> [DIRECTIONS] Output the opening lines of the records exactly. End with the line that contains "# for every instance of the shirt sleeve, drop".

> [TASK DATA]
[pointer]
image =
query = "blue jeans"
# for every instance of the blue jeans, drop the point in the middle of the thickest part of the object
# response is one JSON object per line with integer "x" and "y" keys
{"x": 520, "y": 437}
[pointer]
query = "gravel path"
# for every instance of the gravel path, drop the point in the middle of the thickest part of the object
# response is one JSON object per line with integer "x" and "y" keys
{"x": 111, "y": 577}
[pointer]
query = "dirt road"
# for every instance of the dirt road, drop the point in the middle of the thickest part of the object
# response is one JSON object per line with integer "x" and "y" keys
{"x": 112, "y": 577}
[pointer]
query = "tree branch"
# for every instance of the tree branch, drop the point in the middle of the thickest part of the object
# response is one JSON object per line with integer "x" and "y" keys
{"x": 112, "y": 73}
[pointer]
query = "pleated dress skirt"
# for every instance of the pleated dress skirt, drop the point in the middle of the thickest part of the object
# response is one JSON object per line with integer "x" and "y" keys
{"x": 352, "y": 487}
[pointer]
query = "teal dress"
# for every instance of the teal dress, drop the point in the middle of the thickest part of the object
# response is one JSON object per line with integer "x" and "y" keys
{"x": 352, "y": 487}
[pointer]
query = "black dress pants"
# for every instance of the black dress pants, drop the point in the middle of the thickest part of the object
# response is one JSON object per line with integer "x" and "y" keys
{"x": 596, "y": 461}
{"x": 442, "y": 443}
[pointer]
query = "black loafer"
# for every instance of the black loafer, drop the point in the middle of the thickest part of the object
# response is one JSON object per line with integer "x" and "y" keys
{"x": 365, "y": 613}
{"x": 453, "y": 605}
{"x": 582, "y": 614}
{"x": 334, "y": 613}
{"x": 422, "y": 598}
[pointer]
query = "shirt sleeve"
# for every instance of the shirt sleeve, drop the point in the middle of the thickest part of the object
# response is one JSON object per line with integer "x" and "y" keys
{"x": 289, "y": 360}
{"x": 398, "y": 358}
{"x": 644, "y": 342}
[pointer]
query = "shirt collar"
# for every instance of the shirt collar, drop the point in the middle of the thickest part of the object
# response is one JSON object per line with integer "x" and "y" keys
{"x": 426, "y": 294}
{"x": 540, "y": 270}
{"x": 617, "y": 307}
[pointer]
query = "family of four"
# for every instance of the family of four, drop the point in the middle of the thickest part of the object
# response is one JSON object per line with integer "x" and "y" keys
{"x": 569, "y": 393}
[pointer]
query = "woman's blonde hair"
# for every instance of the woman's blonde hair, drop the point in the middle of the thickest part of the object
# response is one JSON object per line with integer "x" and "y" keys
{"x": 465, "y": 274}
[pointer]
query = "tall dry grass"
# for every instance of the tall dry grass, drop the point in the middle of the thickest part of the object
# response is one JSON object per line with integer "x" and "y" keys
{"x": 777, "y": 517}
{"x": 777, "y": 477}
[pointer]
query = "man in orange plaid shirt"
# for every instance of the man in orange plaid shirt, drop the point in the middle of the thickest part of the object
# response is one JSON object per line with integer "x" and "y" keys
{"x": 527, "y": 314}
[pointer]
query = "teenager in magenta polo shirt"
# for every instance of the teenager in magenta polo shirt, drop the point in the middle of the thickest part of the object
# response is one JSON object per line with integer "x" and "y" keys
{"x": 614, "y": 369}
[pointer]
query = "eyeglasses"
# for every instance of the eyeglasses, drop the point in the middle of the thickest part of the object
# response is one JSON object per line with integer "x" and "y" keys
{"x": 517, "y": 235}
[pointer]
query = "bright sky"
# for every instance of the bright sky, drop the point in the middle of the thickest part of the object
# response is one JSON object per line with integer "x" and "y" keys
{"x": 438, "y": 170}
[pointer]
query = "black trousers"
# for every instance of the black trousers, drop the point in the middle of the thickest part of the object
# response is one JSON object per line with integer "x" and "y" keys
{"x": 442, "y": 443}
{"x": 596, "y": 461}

> [WRITTEN ANSWER]
[pointer]
image =
query = "blue jeans"
# for every instance of the blue jeans, drop the point in the middle of the thickest part of the object
# response is one JSON object per line with integer "x" and "y" keys
{"x": 520, "y": 437}
[pointer]
query = "gravel path"
# for every instance of the gravel path, drop the point in the middle of the thickest part of the object
# response is one JSON object per line with integer "x" and "y" keys
{"x": 111, "y": 577}
[pointer]
query = "dirt road"
# for every instance of the dirt road, drop the point in the middle of the thickest part of the object
# response is one JSON object per line with integer "x" and "y" keys
{"x": 112, "y": 577}
[pointer]
query = "tree branch"
# for every instance of the tree branch, drop the point in the middle of the thickest part of the object
# response is one JSON object per line with integer "x" and "y" keys
{"x": 112, "y": 73}
[pointer]
query = "pleated dress skirt"
# for every instance of the pleated dress skirt, drop the point in the middle of the thickest part of the object
# response is one JSON object per line with integer "x" and "y" keys
{"x": 352, "y": 487}
[pointer]
query = "teal dress"
# for every instance of the teal dress, drop the point in the middle of the thickest part of the object
# response is one JSON object per line with integer "x" and "y" keys
{"x": 352, "y": 487}
[pointer]
query = "black dress pants"
# for every instance of the black dress pants, drop the point in the middle of the thickest part of the object
# response is one JSON object per line with integer "x" and "y" keys
{"x": 596, "y": 461}
{"x": 442, "y": 443}
[pointer]
query = "black loafer"
# for every instance of the black loafer, drop the point in the middle of the thickest part of the object
# response is one JSON object per line with integer "x" and "y" keys
{"x": 365, "y": 613}
{"x": 453, "y": 605}
{"x": 582, "y": 614}
{"x": 334, "y": 613}
{"x": 422, "y": 598}
[pointer]
query = "shirt sleeve"
# for every instance of the shirt sleeve, drop the point in the middle of the thickest part of the object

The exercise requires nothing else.